#### PROBLEM TO WORK ON:
Output every line exactly as written. Leave out pictures.
*** DATASET CONTENT ***
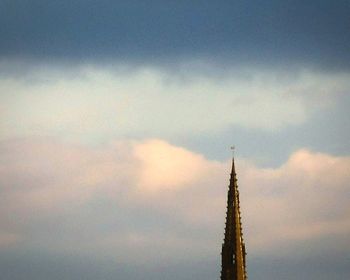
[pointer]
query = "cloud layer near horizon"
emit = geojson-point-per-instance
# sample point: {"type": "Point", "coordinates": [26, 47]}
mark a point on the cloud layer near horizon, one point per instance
{"type": "Point", "coordinates": [116, 200]}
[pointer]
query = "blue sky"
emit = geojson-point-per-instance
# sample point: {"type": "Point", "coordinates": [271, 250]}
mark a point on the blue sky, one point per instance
{"type": "Point", "coordinates": [115, 128]}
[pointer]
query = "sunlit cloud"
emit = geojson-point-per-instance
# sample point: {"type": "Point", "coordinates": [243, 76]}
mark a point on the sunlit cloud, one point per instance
{"type": "Point", "coordinates": [96, 103]}
{"type": "Point", "coordinates": [129, 193]}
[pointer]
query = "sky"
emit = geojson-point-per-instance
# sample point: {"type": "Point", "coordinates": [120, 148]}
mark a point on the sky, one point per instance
{"type": "Point", "coordinates": [116, 122]}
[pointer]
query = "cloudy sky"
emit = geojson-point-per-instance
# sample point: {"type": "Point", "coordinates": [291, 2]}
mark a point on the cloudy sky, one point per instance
{"type": "Point", "coordinates": [116, 121]}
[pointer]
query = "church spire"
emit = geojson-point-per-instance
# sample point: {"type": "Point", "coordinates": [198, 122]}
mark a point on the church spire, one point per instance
{"type": "Point", "coordinates": [233, 263]}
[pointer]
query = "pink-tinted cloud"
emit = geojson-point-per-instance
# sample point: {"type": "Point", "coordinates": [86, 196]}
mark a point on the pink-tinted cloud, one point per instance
{"type": "Point", "coordinates": [125, 195]}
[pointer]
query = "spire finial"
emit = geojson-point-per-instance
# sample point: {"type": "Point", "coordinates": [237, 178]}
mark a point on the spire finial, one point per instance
{"type": "Point", "coordinates": [233, 150]}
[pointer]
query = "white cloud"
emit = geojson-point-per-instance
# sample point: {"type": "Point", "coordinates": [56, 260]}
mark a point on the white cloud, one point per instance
{"type": "Point", "coordinates": [100, 103]}
{"type": "Point", "coordinates": [122, 197]}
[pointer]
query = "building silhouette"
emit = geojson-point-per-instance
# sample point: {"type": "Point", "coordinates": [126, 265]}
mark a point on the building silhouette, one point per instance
{"type": "Point", "coordinates": [233, 254]}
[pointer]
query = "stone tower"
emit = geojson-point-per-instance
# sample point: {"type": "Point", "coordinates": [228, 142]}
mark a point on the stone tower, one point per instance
{"type": "Point", "coordinates": [233, 255]}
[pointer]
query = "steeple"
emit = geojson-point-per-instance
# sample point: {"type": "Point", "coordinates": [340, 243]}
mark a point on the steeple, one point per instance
{"type": "Point", "coordinates": [233, 255]}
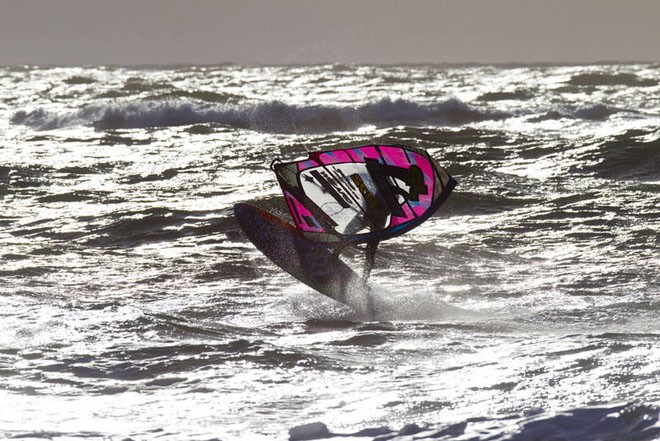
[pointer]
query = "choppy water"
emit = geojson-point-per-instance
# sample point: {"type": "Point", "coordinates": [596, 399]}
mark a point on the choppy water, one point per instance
{"type": "Point", "coordinates": [133, 307]}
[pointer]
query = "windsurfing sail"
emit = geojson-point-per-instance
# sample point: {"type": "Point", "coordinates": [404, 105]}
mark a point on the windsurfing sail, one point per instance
{"type": "Point", "coordinates": [362, 194]}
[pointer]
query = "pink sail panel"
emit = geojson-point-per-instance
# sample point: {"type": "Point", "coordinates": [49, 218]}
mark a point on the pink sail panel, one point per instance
{"type": "Point", "coordinates": [361, 194]}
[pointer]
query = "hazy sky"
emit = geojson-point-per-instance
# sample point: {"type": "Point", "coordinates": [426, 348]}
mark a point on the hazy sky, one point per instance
{"type": "Point", "coordinates": [294, 31]}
***
#### ANSWER FOR THE TASK:
[pointer]
query = "cloud layer near horizon"
emit = geojson-point-per-instance
# sample point: {"type": "Point", "coordinates": [26, 47]}
mark a point on the cloud layer near horizon, one point per instance
{"type": "Point", "coordinates": [116, 200]}
[pointer]
query = "blue sky"
emit = geojson-point-per-instance
# sample point: {"type": "Point", "coordinates": [271, 250]}
mark a point on the blue sky, one point per instance
{"type": "Point", "coordinates": [115, 128]}
[pointer]
query = "sunlit cloud"
emit = geojson-point-per-instance
# sample point: {"type": "Point", "coordinates": [243, 76]}
mark a point on the sunlit cloud, one point per instance
{"type": "Point", "coordinates": [96, 103]}
{"type": "Point", "coordinates": [129, 193]}
[pointer]
query = "sky"
emit = geojson-point-per-instance
# sample point: {"type": "Point", "coordinates": [120, 148]}
mark a point on the sky, one point per instance
{"type": "Point", "coordinates": [116, 122]}
[pointer]
query = "cloudy sky"
emit = geojson-point-per-instance
# sample point: {"type": "Point", "coordinates": [291, 2]}
mark a point on the cloudy sky, one point per instance
{"type": "Point", "coordinates": [116, 121]}
[pointer]
query = "church spire"
emit = geojson-point-per-instance
# sample point: {"type": "Point", "coordinates": [198, 122]}
mark a point on the church spire, one point per instance
{"type": "Point", "coordinates": [233, 263]}
[pointer]
query = "pink-tinted cloud"
emit = geojson-point-per-instance
# sample point: {"type": "Point", "coordinates": [86, 196]}
mark a point on the pink-tinted cloud, one point per instance
{"type": "Point", "coordinates": [125, 195]}
[pointer]
query = "spire finial"
emit = geojson-point-per-instance
# sample point: {"type": "Point", "coordinates": [237, 178]}
mark a point on the spire finial, one point per instance
{"type": "Point", "coordinates": [233, 150]}
[pointer]
query = "white cloud"
emit = geojson-point-per-instance
# sample point: {"type": "Point", "coordinates": [56, 260]}
mark a point on the white cloud, one point per instance
{"type": "Point", "coordinates": [100, 103]}
{"type": "Point", "coordinates": [122, 197]}
[pointer]
query = "building silhouette"
emit = geojson-point-per-instance
# sample point: {"type": "Point", "coordinates": [126, 265]}
mark a point on the building silhouette, one point per instance
{"type": "Point", "coordinates": [233, 254]}
[pointer]
query = "stone tower"
emit = geojson-point-per-instance
# sample point: {"type": "Point", "coordinates": [228, 142]}
mark a point on the stone tower, one point per instance
{"type": "Point", "coordinates": [233, 255]}
[pointer]
query = "steeple"
emit = geojson-point-per-instance
# sample point: {"type": "Point", "coordinates": [340, 243]}
mark a point on the steeple, one point per instance
{"type": "Point", "coordinates": [233, 255]}
[pointer]
query = "choppy water"
emit = geojson-point-per-instance
# sample point: {"type": "Point", "coordinates": [596, 399]}
mark a point on the choppy water, one point per instance
{"type": "Point", "coordinates": [133, 307]}
[pointer]
query = "windsurfing sail"
emit = geojson-point-per-instance
# sample point: {"type": "Point", "coordinates": [404, 105]}
mark a point on the windsurfing sail, one point per instance
{"type": "Point", "coordinates": [362, 194]}
[pointer]
query = "pink sail panel"
emit = geojson-point-per-instance
# sample point: {"type": "Point", "coordinates": [49, 218]}
mark a point on the pink sail panel, one point per instance
{"type": "Point", "coordinates": [361, 194]}
[pointer]
query = "hazy sky"
emit = geojson-point-per-instance
# sample point: {"type": "Point", "coordinates": [426, 348]}
mark a point on the hazy sky, one point per instance
{"type": "Point", "coordinates": [294, 31]}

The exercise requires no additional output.